### GIVEN INSTRUCTION
Reproduce each line of the listing exactly.

===== INFORMATION PROVIDED

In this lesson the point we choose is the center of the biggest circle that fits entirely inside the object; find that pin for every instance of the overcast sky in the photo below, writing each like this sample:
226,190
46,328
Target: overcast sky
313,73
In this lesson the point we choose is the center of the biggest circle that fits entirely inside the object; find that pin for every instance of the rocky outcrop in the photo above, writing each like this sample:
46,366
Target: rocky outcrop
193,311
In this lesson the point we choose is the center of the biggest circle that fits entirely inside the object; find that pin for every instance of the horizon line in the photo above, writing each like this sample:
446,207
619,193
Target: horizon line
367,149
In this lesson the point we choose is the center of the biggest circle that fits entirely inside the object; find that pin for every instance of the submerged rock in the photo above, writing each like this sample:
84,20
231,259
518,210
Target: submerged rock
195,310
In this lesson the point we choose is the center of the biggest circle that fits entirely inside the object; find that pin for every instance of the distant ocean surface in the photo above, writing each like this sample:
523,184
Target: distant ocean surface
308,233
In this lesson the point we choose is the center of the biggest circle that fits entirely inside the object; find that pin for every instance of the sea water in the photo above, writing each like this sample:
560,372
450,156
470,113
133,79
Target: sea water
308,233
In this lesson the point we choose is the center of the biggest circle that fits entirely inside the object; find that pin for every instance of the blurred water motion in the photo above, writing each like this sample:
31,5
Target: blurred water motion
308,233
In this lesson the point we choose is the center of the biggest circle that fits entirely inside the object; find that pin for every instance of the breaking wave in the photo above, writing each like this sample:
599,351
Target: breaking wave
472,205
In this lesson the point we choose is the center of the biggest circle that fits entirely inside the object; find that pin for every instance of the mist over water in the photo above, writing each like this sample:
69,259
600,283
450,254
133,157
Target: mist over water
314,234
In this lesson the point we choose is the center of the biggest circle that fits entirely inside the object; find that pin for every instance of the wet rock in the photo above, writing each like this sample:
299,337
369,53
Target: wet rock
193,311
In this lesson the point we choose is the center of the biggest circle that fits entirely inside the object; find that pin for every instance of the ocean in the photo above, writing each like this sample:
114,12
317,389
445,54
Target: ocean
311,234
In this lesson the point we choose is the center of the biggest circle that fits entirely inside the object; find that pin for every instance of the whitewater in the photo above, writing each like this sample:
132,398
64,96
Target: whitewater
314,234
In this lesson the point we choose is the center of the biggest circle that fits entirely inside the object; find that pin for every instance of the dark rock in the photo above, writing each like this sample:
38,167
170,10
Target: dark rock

==========

### OUTPUT FOR THIS TASK
In this lesson the point we choose is the center of the biggest circle that fits entirely inside the object; find that pin for every instance of the overcast sky in the photo below, writing each like this sample:
226,190
46,328
Target: overcast sky
313,73
In this lesson the point we choose is the center of the biggest circle that fits entirely inside the object; find that pin for every instance of the rocky outcrop in the photo above, writing each like this sample:
46,366
Target: rocky outcrop
193,311
In this lesson the point we choose is the center of the biggest circle that fits entirely inside the object; find that pin for every instance of the horizon line in the photo above, writing each like this sample:
446,207
619,193
Target: horizon line
367,149
In this lesson the point we choose is the center of the biggest circle that fits entirely inside the object; find that pin for every instance of the submerged rock in the photo above, writing each like this sample:
84,20
231,259
518,210
Target: submerged rock
195,310
In this lesson the point we choose is the center of the biggest circle that fits entirely inside the object; find that pin for every instance of the distant ocean surface in the photo above, writing each like this sample:
523,184
Target: distant ocean surface
308,233
In this lesson the point we choose is the center of the biggest circle that fits entirely inside the object; find that pin for every instance of the sea water in the photo above, writing each like this sample:
560,372
450,156
470,113
133,79
Target: sea water
308,233
In this lesson the point we choose is the center of the biggest circle that fits entirely inside the object; find that pin for every instance of the blurred water motion in the photo above, writing each like this sample:
31,5
Target: blurred water motion
308,233
In this lesson the point we choose is the center of the biggest circle that fits entirely inside the object; find that pin for every instance of the breaking wave in the photo above, writing each like this sample:
599,351
Target: breaking wave
472,205
In this lesson the point we choose is the center of the biggest circle that fits entirely inside the object; find that pin for every instance of the mist over water in the photo above, writing each like this sample:
69,259
600,283
450,254
133,157
Target: mist over water
314,234
In this lesson the point we choose is the center of the biggest circle that fits entirely inside the object; find that pin for every instance of the wet rock in the photo above, writing each like this sample:
299,337
369,53
Target: wet rock
193,311
In this lesson the point we choose is the center of the biggest circle that fits entirely inside the object; find that pin for every instance of the ocean in the photo above, writing each like this sample:
114,12
317,389
445,54
Target: ocean
311,234
In this lesson the point we choose is the center of the biggest circle that fits entirely inside the object; find that pin for every instance of the whitewater in the photo above, writing each like this sample:
132,398
64,96
Target: whitewater
314,234
In this lesson the point we choose is the center of the biggest circle that fits entirely inside the object; find that pin for every instance of the dark rock in the photo above, writing each like this sample:
38,167
170,10
Target: dark rock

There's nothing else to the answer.